* Trecho apresentado:
───
Um pouco à parte das anotações dos alunos, impressiona a pândega em muitos sermões. Boa parte dos pregadores tem o hábito de começar com uma piada “para quebrar o gelo”. Voltando a Al Martin:

Ninguém pode ser, ao mesmo tempo, um palhaço e um profeta... Isso não quer dizer que não devamos ser autenticamente humanos, e que a habilidade natural de rir envolva qualquer elemento de pecaminosidade, ou que fosse pecaminosa a alegria natural que se deriva de um riso que procede do fundo do coração. Entretanto, o esforço desnatural de certos pregadores para serem ‘contadores de piada’, entre a nossa gente, constitui uma tendência que precisa acabar. 6
Temos observado, na análise dos assuntos abordados pelos sermões, que a maior preocupação é operacional e apologética: o modo como a coisa funciona e um ataque-defesa contra outros grupos. Boa parte dos sermões têm se ocupado em mostrar como o crente pode funcionalizar a vida cristã. Ocupam-se da prática cristã — oração, testemunho, comportamento no mundo etc. Houve um ano em que 40 alunos não captaram, durante três meses, um só sermão ético. Quando a abordagem é ética, é em termos de microética (bebida, fumo, mau testemunho etc.). A macroética (assuntos como cidadania, responsabilidades civis etc.) é menos abordada.
───
* Linhas a processar:
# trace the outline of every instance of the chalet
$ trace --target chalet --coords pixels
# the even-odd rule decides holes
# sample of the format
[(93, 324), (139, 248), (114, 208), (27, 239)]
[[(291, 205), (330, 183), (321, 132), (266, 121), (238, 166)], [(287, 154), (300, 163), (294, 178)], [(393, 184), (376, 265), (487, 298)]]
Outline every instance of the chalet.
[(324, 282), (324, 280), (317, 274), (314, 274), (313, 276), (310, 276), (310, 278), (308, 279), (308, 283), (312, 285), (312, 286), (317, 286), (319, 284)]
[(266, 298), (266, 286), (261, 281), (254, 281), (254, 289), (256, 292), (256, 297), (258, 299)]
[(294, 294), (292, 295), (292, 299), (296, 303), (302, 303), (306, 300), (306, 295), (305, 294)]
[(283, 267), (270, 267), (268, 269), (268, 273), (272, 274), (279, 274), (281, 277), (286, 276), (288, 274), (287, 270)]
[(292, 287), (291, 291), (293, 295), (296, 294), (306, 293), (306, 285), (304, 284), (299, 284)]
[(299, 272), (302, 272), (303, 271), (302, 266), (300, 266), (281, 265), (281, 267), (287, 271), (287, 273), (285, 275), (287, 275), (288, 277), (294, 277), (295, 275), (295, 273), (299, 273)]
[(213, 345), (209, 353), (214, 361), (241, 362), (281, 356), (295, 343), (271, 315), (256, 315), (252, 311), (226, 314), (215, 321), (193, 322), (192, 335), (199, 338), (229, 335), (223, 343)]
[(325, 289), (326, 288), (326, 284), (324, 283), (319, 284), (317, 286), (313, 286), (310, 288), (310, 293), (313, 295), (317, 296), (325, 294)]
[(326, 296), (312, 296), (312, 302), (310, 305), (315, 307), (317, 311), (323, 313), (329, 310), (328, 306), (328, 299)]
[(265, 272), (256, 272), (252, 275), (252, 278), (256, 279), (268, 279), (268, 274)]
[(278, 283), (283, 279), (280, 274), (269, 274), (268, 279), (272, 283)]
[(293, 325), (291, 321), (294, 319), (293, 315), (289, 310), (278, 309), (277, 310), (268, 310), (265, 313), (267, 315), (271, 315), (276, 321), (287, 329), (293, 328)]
───
* Enunciado A: Reproduza na íntegra, sem qualquer alteração, o trecho sobre sermões e pregadores.
* Enunciado B: Nas linhas que seguem o trecho, reescreva desde a primeira até a linha que contém "Outline every instance of the chalet.", inclusive, substituindo "chalet" por "cabin" e mantendo todo o resto idêntico. Não inclua nenhuma outra linha.

* Resultado da tarefa A:
Um pouco à parte das anotações dos alunos, impressiona a pândega em muitos sermões. Boa parte dos pregadores tem o hábito de começar com uma piada “para quebrar o gelo”. Voltando a Al Martin:

Ninguém pode ser, ao mesmo tempo, um palhaço e um profeta... Isso não quer dizer que não devamos ser autenticamente humanos, e que a habilidade natural de rir envolva qualquer elemento de pecaminosidade, ou que fosse pecaminosa a alegria natural que se deriva de um riso que procede do fundo do coração. Entretanto, o esforço desnatural de certos pregadores para serem ‘contadores de piada’, entre a nossa gente, constitui uma tendência que precisa acabar. 6
Temos observado, na análise dos assuntos abordados pelos sermões, que a maior preocupação é operacional e apologética: o modo como a coisa funciona e um ataque-defesa contra outros grupos. Boa parte dos sermões têm se ocupado em mostrar como o crente pode funcionalizar a vida cristã. Ocupam-se da prática cristã — oração, testemunho, comportamento no mundo etc. Houve um ano em que 40 alunos não captaram, durante três meses, um só sermão ético. Quando a abordagem é ética, é em termos de microética (bebida, fumo, mau testemunho etc.). A macroética (assuntos como cidadania, responsabilidades civis etc.) é menos abordada.

* Resultado da tarefa B:
# trace the outline of every instance of the cabin
$ trace --target cabin --coords pixels
# the even-odd rule decides holes
# sample of the format
[(93, 324), (139, 248), (114, 208), (27, 239)]
[[(291, 205), (330, 183), (321, 132), (266, 121), (238, 166)], [(287, 154), (300, 163), (294, 178)], [(393, 184), (376, 265), (487, 298)]]
Outline every instance of the cabin.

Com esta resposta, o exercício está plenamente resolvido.